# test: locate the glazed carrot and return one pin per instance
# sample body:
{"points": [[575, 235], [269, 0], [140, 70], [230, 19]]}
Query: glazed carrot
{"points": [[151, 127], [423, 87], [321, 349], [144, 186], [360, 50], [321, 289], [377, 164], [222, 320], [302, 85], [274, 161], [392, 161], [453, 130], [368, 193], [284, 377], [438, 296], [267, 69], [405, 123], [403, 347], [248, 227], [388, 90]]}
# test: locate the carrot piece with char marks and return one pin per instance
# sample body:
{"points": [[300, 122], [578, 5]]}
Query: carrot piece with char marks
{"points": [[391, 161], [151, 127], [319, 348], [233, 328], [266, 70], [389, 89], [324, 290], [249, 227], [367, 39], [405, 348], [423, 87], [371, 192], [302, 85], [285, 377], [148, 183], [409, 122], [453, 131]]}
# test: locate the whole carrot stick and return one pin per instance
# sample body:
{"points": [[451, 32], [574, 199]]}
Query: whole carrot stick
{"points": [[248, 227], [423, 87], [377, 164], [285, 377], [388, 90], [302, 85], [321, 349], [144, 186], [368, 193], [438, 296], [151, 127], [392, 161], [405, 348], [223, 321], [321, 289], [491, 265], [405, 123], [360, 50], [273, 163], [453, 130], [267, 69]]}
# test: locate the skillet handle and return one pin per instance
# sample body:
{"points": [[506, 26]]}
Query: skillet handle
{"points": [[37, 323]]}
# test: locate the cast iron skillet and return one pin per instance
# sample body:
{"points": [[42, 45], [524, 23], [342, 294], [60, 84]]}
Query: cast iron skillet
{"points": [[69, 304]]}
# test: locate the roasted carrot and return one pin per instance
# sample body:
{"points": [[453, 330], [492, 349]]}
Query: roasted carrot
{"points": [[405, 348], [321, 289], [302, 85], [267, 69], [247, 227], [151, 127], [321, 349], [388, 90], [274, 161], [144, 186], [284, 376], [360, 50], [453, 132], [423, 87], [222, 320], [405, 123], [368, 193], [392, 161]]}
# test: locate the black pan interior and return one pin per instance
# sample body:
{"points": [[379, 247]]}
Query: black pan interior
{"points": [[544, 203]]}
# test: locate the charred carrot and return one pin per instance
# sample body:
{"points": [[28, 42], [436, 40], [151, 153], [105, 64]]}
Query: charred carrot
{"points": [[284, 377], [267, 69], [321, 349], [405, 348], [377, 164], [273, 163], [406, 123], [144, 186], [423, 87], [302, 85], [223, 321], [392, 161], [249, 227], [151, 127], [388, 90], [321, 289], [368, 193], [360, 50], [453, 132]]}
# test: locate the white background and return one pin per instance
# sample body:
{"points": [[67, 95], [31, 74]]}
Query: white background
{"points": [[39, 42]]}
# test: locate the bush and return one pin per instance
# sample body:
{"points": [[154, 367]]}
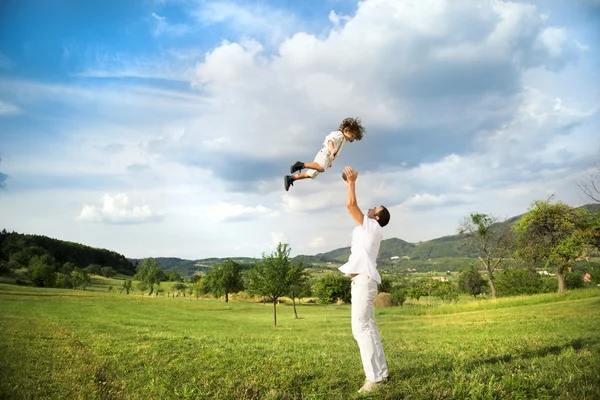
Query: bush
{"points": [[333, 287], [399, 296], [383, 299], [574, 280], [519, 281]]}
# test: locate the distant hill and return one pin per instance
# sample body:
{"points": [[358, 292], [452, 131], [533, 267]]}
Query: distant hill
{"points": [[23, 246], [190, 267], [444, 249]]}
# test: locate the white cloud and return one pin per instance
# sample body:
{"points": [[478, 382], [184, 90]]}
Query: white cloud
{"points": [[163, 27], [118, 210], [278, 237], [229, 212], [456, 122], [318, 242]]}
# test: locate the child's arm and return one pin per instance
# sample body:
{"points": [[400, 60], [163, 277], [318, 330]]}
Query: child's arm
{"points": [[332, 150]]}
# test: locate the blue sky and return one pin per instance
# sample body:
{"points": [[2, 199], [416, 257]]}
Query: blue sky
{"points": [[164, 128]]}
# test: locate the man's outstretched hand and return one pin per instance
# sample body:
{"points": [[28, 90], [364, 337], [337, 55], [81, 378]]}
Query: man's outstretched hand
{"points": [[349, 175]]}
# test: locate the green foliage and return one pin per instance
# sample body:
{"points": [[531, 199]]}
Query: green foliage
{"points": [[491, 241], [20, 248], [399, 296], [68, 268], [385, 285], [519, 281], [180, 287], [80, 278], [574, 280], [470, 281], [149, 273], [444, 290], [274, 275], [224, 279], [299, 285], [417, 291], [174, 276], [42, 271], [93, 269], [554, 233], [127, 285], [64, 280], [333, 287], [108, 272], [142, 286]]}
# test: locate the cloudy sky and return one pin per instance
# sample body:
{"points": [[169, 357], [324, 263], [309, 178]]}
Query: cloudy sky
{"points": [[164, 128]]}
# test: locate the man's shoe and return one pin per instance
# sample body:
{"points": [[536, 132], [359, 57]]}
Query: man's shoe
{"points": [[288, 181], [298, 166], [369, 387]]}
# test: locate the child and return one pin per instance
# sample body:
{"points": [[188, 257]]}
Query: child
{"points": [[350, 130]]}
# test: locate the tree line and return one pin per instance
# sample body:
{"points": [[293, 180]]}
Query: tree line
{"points": [[548, 237], [48, 262]]}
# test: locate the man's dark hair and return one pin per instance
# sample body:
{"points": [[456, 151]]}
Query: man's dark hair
{"points": [[383, 217]]}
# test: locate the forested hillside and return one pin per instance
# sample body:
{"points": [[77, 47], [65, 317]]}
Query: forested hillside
{"points": [[17, 249]]}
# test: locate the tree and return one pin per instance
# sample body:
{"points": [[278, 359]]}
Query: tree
{"points": [[149, 273], [68, 268], [142, 287], [385, 285], [554, 233], [470, 281], [127, 285], [93, 269], [80, 277], [298, 283], [41, 271], [270, 276], [399, 296], [225, 278], [333, 287], [444, 290], [108, 272], [417, 291], [519, 281], [493, 241], [174, 276]]}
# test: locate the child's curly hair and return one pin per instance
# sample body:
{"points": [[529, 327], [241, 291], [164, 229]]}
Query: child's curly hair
{"points": [[354, 126]]}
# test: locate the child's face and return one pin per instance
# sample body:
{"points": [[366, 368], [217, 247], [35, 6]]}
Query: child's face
{"points": [[348, 134]]}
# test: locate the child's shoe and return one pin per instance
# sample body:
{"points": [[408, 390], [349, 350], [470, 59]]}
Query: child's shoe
{"points": [[298, 166], [288, 181]]}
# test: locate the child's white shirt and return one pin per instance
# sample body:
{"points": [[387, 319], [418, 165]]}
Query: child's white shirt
{"points": [[338, 140]]}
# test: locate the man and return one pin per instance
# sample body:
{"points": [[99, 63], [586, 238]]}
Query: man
{"points": [[362, 268]]}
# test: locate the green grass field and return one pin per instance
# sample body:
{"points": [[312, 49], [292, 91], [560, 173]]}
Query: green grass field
{"points": [[65, 344]]}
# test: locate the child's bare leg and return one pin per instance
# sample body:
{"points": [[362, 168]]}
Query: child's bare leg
{"points": [[314, 165]]}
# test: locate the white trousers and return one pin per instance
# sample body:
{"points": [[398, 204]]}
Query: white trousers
{"points": [[365, 330]]}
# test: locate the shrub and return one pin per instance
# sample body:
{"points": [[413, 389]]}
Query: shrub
{"points": [[518, 281], [399, 296], [333, 287], [383, 299]]}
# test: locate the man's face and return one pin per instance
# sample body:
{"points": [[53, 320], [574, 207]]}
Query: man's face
{"points": [[373, 211]]}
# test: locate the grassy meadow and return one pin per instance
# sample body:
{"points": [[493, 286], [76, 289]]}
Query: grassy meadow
___
What you will do: Reproduce all of the data above line for line, with no changes, and leave the pictures out of your answer.

Full output:
# test: locate the glazed carrot and return one pin per instance
# sample body:
{"points": [[575, 235], [269, 0], [140, 70], [230, 19]]}
Query: glazed carrot
{"points": [[151, 127], [423, 87], [321, 349], [144, 186], [360, 50], [321, 289], [377, 164], [222, 320], [302, 85], [274, 161], [392, 161], [453, 130], [368, 193], [284, 377], [438, 296], [267, 69], [405, 123], [403, 347], [248, 227], [388, 90]]}
# test: locate the carrot piece with char marks and return one pin per instance
# sample body:
{"points": [[300, 122], [578, 5]]}
Query: carrot piece with char marks
{"points": [[391, 161], [151, 127], [319, 348], [233, 328], [266, 70], [389, 89], [324, 290], [249, 227], [367, 39], [405, 348], [423, 87], [371, 192], [302, 85], [285, 377], [148, 183], [409, 122], [453, 131]]}
# test: locate the whole carrot stick and return one pin per instance
# sample body:
{"points": [[451, 32], [574, 199]]}
Query: whole carrot stick
{"points": [[248, 227], [423, 87], [377, 164], [285, 377], [388, 90], [302, 85], [321, 349], [144, 186], [368, 193], [438, 296], [151, 127], [392, 161], [405, 348], [223, 321], [321, 289], [491, 265], [405, 123], [360, 50], [273, 163], [453, 130], [267, 69]]}
# test: locate the skillet handle and return one pin per instance
# sample body:
{"points": [[506, 26]]}
Query: skillet handle
{"points": [[37, 323]]}
# test: locate the cast iron skillet and return one pin per instance
# sample body:
{"points": [[42, 45], [524, 23], [342, 294], [60, 84]]}
Query: cast iron skillet
{"points": [[69, 304]]}
# test: locate the roasted carrot and return one pin per instance
# sample body:
{"points": [[453, 330], [492, 349]]}
Query: roasted carrot
{"points": [[405, 348], [321, 289], [302, 85], [267, 69], [247, 227], [151, 127], [321, 349], [388, 90], [274, 161], [144, 186], [284, 376], [360, 50], [453, 132], [423, 87], [222, 320], [405, 123], [368, 193], [392, 161]]}
# test: locate the black pan interior and return one pin per instance
# sample body:
{"points": [[379, 247]]}
Query: black pan interior
{"points": [[544, 203]]}
# test: locate the charred carrot and return one pin per instance
# sample body:
{"points": [[28, 42], [436, 40], [151, 153], [105, 64]]}
Query: charred carrot
{"points": [[284, 377], [267, 69], [321, 349], [405, 348], [377, 164], [273, 163], [406, 123], [144, 186], [423, 87], [302, 85], [223, 321], [392, 161], [249, 227], [151, 127], [388, 90], [321, 289], [368, 193], [360, 50], [453, 132]]}
# test: locate the white background and return one pin per instance
# sample body:
{"points": [[67, 95], [31, 74]]}
Query: white background
{"points": [[39, 42]]}
# test: locate the bush and return one pin per instance
# sample body:
{"points": [[154, 367]]}
Query: bush
{"points": [[333, 287], [399, 296], [383, 299], [574, 280], [519, 281]]}
# test: locate the distant hill and return one pin per instance
# sample body:
{"points": [[358, 292], [452, 131], [533, 267]]}
Query: distant hill
{"points": [[23, 246], [190, 267], [444, 249]]}
# test: locate the white cloud and return one pin per instance
# sample body:
{"points": [[478, 382], [184, 90]]}
Query: white cloud
{"points": [[163, 27], [118, 210], [278, 237], [229, 212], [456, 122], [318, 242]]}
# test: locate the child's arm and return one pin per instance
# sample body:
{"points": [[400, 60], [163, 277], [318, 330]]}
Query: child's arm
{"points": [[332, 150]]}
# test: locate the blue sky and return one pin per instance
# sample body:
{"points": [[2, 199], [416, 257]]}
Query: blue sky
{"points": [[164, 128]]}
# test: locate the man's outstretched hand and return one pin per instance
# sample body:
{"points": [[28, 90], [364, 337], [337, 55], [81, 378]]}
Query: man's outstretched hand
{"points": [[349, 175]]}
# test: locate the green foliage and return one pin per instance
# sample body:
{"points": [[531, 199]]}
Query: green foliage
{"points": [[491, 241], [20, 248], [399, 296], [68, 268], [385, 285], [519, 281], [180, 287], [80, 278], [574, 280], [470, 281], [149, 273], [444, 290], [274, 275], [224, 279], [299, 285], [417, 291], [174, 276], [42, 271], [93, 269], [554, 233], [127, 285], [64, 280], [333, 287], [108, 272], [142, 286]]}
# test: locate the cloudy sky and return one pin per instance
# sample body:
{"points": [[169, 357], [324, 263], [309, 178]]}
Query: cloudy sky
{"points": [[164, 128]]}
# test: locate the man's shoe and return one pin per instance
# sample body:
{"points": [[536, 132], [359, 57]]}
Query: man's shoe
{"points": [[288, 181], [298, 166], [369, 387]]}
# test: locate the child and return one pin per instance
# sample body:
{"points": [[188, 257]]}
Query: child
{"points": [[350, 130]]}
# test: locate the tree line and return one pin per instance
# sample body:
{"points": [[293, 180]]}
Query: tree line
{"points": [[548, 237], [48, 262]]}
# test: locate the man's dark hair and return one pin per instance
# sample body:
{"points": [[456, 151]]}
Query: man's dark hair
{"points": [[383, 217]]}
# test: locate the forested hillside and return one pin per instance
# sample body:
{"points": [[77, 47], [65, 317]]}
Query: forested hillside
{"points": [[17, 249]]}
# test: locate the tree and return one pin per instance
# sample body:
{"points": [[278, 359]]}
Query: tree
{"points": [[149, 273], [68, 268], [142, 287], [385, 285], [554, 233], [470, 281], [127, 285], [93, 269], [80, 277], [298, 283], [41, 271], [270, 276], [399, 296], [225, 278], [333, 287], [444, 290], [108, 272], [417, 291], [519, 281], [493, 241], [174, 276]]}
# test: locate the child's curly hair and return one pin per instance
# sample body:
{"points": [[529, 327], [241, 291], [164, 229]]}
Query: child's curly hair
{"points": [[354, 126]]}
# test: locate the child's face and return one pin per instance
# sample body:
{"points": [[366, 368], [217, 247], [35, 6]]}
Query: child's face
{"points": [[348, 134]]}
# test: locate the child's shoe and return one pin per instance
# sample body:
{"points": [[408, 390], [349, 350], [470, 59]]}
Query: child's shoe
{"points": [[298, 166], [288, 181]]}
# test: locate the child's white shirt and return one pin per instance
# sample body:
{"points": [[387, 319], [418, 165]]}
Query: child's white shirt
{"points": [[338, 140]]}
# test: locate the man and return one pin per instance
# sample body:
{"points": [[99, 63], [586, 238]]}
Query: man
{"points": [[362, 268]]}
# test: locate the green grass field and return one pin per instance
# sample body:
{"points": [[312, 49], [292, 91], [560, 173]]}
Query: green grass field
{"points": [[65, 344]]}
# test: locate the child's bare leg and return one pin per instance
# sample body:
{"points": [[362, 168]]}
Query: child's bare leg
{"points": [[314, 165]]}
# test: locate the white trousers and return one pin per instance
# sample body:
{"points": [[398, 204]]}
Query: white trousers
{"points": [[365, 330]]}
# test: locate the shrub and return one pin per instance
# sample body:
{"points": [[413, 389]]}
Query: shrub
{"points": [[518, 281], [399, 296], [333, 287], [383, 299]]}
# test: locate the man's face and return one pin per instance
# sample body:
{"points": [[53, 320], [574, 207]]}
Query: man's face
{"points": [[373, 211]]}
# test: locate the grassy meadow and return one pin per instance
# sample body:
{"points": [[493, 286], [76, 289]]}
Query: grassy meadow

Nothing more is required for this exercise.